### Image point annotation entries
** start **
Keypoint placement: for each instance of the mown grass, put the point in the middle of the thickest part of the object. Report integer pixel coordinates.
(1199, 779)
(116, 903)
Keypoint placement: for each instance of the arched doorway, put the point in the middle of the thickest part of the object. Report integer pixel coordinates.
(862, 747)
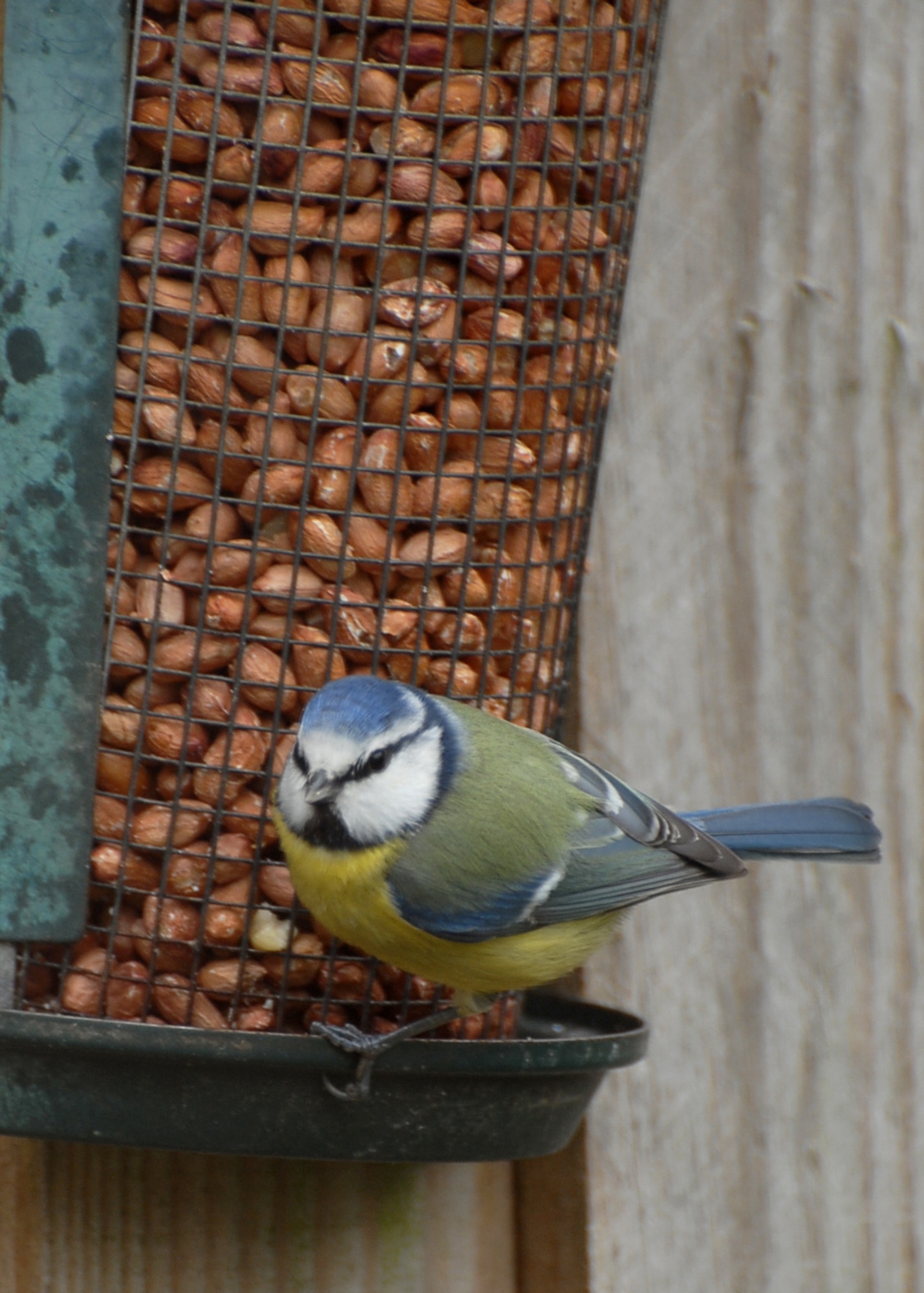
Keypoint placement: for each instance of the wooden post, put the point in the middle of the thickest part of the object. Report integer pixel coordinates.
(752, 630)
(100, 1220)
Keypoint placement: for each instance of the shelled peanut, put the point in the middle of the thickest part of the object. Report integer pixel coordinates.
(372, 268)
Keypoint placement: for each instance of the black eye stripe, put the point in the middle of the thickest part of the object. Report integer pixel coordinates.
(374, 764)
(386, 754)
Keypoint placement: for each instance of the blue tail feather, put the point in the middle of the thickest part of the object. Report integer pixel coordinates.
(837, 829)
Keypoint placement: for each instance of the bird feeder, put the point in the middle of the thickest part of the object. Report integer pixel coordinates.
(310, 317)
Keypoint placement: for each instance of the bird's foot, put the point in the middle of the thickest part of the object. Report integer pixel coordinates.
(371, 1047)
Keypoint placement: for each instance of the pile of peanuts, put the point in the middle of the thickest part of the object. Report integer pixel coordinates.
(373, 255)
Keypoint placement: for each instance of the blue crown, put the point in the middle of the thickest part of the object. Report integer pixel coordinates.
(363, 707)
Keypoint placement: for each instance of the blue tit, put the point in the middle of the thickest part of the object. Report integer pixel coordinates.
(488, 858)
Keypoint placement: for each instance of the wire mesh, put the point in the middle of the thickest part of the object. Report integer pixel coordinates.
(374, 257)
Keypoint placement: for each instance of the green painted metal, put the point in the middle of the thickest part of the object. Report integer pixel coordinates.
(431, 1101)
(61, 167)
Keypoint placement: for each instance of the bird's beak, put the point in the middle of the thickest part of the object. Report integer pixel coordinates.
** end **
### STATED TASK
Reproduce word for word the lines of the listing above, beginning with the line that contains "Keypoint placement: for each instance of the green" and running through the last line of the listing.

### EXPECTED ANSWER
Keypoint placement: for each instance of the green painted metal, put the point in the middle of the thickest part of the object. Report integer pixel coordinates.
(431, 1101)
(61, 167)
Keypoint placement: for each instance of the bird's beak, put the point in the middle of the thickest part of the object. Report integer pixel coordinates.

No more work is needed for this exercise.